# Wives in Dubai - where, who, what to do?



## dolo (Feb 18, 2009)

Hi ladies & anyone else with insights on this,
My husband's just got a job posting in Dubai (Sharjah) so we're coming to check it out for 2 weeks, some time soon. 
1) Can you please advise if there is a women's group/ womens volunteer assoc, expats montly meetings, etc???? I would like to make as many of these meetings as possible in the two weeks we are there so that I can begin to understand what I will do with my time, if I can't find a job. 
2) Reputable recruitment co's. My background is in sales & mgmt (packaged goods) & mgmt in corporate and vacation travel. I've read about how the financial crisis has hit Dubai as hard as the US/Canada but if anyone has a recommendation for a good recruitment firm, I'd appreciate it. 
3) Volunteering/ art classes/yoga/ etc. Is there a good community/offering for this type of thing ? 
I'd appreciate any info/web site suggestions very much. We've been on a couple assignments in the past and the first few months can be an awfully lonely time without friends, a job, activities. 
Thanks in advance. 
D.


----------



## tiscalina (Jul 7, 2008)

dolo said:


> 1) Can you please advise if there is a women's group/ womens volunteer assoc, expats montly meetings, etc???? I would like to make as many of these meetings as possible in the two weeks we are there so that I can begin to understand what I will do with my time, if I can't find a job.


Hi Dolo,
you can go the website , when you go to Dubai and then to events there you can see the 3 weekly meetings and where they are. Just scroll the forum, there is a lot to read.
I hope this helps, wish you a nice time in Dubai


----------



## sgilli3 (Mar 23, 2008)

There is an expat group of ladies that get together in Sharjah and there is also a Sharjah mums + tots group.

I will search for the link and post it for you a little later in the day


----------



## shirley (Mar 1, 2009)

Hi Dolo,

If you are staying in sharjah- there is a morning and evening classes for yoga at Ittihad park close to Saudi Mosque. the park is very beautiful & the yoga classes are free and are attended by quite a few people

shirley


----------



## shirley (Mar 1, 2009)

[Segmentation dataset excerpts]
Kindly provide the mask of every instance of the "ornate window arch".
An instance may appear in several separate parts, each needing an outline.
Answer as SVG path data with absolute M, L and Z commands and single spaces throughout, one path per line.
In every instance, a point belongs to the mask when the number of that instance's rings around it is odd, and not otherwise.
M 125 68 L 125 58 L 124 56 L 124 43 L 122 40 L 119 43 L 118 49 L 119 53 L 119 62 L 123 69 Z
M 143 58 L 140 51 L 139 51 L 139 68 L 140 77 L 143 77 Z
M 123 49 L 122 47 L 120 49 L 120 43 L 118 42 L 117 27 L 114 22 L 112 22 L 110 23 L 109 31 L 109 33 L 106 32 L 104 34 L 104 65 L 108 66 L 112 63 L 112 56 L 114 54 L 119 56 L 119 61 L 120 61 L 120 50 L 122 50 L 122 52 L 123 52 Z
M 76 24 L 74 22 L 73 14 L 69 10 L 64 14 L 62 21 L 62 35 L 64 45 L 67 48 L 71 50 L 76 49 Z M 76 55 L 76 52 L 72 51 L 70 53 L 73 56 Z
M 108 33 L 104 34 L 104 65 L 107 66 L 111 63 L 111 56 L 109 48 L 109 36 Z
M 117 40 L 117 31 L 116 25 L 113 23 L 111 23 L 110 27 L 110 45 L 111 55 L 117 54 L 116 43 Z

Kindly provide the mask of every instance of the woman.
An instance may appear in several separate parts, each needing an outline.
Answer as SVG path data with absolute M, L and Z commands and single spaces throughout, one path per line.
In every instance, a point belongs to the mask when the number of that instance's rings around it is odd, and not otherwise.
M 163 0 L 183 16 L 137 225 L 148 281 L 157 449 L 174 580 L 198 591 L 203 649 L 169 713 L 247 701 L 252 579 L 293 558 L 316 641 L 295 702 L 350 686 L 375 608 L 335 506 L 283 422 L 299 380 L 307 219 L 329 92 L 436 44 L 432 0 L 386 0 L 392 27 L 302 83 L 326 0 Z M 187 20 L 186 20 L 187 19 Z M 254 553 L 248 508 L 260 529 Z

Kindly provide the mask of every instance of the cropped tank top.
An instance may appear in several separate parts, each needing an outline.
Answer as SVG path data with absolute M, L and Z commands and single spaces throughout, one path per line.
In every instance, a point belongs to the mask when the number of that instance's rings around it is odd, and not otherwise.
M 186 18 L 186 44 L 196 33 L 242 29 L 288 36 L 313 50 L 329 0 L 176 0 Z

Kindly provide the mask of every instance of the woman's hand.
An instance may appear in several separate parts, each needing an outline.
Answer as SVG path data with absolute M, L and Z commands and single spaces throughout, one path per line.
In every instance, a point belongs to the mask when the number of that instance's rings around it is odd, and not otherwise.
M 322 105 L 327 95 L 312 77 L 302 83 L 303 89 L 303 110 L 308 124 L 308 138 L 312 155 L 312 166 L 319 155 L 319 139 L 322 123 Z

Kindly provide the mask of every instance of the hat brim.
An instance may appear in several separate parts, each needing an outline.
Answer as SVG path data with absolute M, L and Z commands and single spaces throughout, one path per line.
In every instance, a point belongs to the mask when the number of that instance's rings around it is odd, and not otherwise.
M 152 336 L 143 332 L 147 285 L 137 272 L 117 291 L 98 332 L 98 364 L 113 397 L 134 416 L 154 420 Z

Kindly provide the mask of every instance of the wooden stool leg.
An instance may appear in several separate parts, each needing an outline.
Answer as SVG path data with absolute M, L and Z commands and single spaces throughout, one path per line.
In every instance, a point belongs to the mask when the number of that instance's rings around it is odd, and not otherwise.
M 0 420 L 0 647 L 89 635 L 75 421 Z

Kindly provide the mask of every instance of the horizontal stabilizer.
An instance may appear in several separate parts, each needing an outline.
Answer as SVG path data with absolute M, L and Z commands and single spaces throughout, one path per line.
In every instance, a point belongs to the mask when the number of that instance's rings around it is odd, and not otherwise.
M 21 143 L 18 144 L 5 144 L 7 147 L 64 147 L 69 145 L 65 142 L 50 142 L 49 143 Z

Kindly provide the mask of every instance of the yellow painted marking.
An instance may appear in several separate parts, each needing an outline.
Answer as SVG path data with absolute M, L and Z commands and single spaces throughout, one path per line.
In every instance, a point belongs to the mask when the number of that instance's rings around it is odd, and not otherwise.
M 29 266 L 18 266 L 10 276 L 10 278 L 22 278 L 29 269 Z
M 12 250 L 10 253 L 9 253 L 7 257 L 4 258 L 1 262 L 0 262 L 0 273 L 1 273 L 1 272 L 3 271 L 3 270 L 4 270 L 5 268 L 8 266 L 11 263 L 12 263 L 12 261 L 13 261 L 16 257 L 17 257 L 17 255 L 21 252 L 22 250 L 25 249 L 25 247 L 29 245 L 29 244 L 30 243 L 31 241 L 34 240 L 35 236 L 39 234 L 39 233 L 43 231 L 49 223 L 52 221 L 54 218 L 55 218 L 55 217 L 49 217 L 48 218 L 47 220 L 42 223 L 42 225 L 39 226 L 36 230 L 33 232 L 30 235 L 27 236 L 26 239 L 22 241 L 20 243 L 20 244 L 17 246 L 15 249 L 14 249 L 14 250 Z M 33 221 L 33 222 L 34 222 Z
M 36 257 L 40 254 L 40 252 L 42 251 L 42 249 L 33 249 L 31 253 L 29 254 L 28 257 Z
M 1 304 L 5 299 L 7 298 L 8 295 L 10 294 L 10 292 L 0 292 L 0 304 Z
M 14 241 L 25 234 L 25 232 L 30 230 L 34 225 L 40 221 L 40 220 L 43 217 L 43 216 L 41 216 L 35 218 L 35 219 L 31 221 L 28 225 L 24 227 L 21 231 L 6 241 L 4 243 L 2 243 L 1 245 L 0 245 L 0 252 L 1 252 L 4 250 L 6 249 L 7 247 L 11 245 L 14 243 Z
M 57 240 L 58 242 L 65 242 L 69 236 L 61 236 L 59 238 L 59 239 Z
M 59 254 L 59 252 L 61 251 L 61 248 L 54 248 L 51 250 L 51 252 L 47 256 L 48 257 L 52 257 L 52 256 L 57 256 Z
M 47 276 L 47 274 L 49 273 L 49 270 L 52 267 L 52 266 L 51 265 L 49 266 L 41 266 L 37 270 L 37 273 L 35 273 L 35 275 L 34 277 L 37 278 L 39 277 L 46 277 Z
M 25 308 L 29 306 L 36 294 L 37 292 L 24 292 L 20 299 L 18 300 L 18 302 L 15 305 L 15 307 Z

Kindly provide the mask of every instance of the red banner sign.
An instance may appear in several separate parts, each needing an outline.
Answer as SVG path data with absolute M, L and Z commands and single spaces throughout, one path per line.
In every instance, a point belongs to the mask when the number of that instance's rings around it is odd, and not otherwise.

TO BE DONE:
**a.** In the forum thread, rewrite the passage between "Hi ladies &" and "type of thing ?", inclusive, replacing "recruitment" with "staffing".
**b.** Summarize the forum thread in two sentences.

SOLUTIONS TO THE EXERCISE:
**a.**
Hi ladies & anyone else with insights on this,
My husband's just got a job posting in Dubai (Sharjah) so we're coming to check it out for 2 weeks, some time soon. 
1) Can you please advise if there is a women's group/ womens volunteer assoc, expats montly meetings, etc???? I would like to make as many of these meetings as possible in the two weeks we are there so that I can begin to understand what I will do with my time, if I can't find a job. 
2) Reputable staffing co's. My background is in sales & mgmt (packaged goods) & mgmt in corporate and vacation travel. I've read about how the financial crisis has hit Dubai as hard as the US/Canada but if anyone has a recommendation for a good staffing firm, I'd appreciate it. 
3) Volunteering/ art classes/yoga/ etc. Is there a good community/offering for this type of thing ?

**b.** A poster whose husband has a job posting in Dubai (Sharjah) asks, ahead of a two-week visit, about women's and expat groups, reputable recruitment firms for a sales, management and travel background, and volunteering, art classes and yoga. Replies point to a website's events listing of three weekly meetings, mention an expat ladies' group and a mums and tots group in Sharjah, and describe free morning and evening yoga classes at Ittihad park near Saudi Mosque.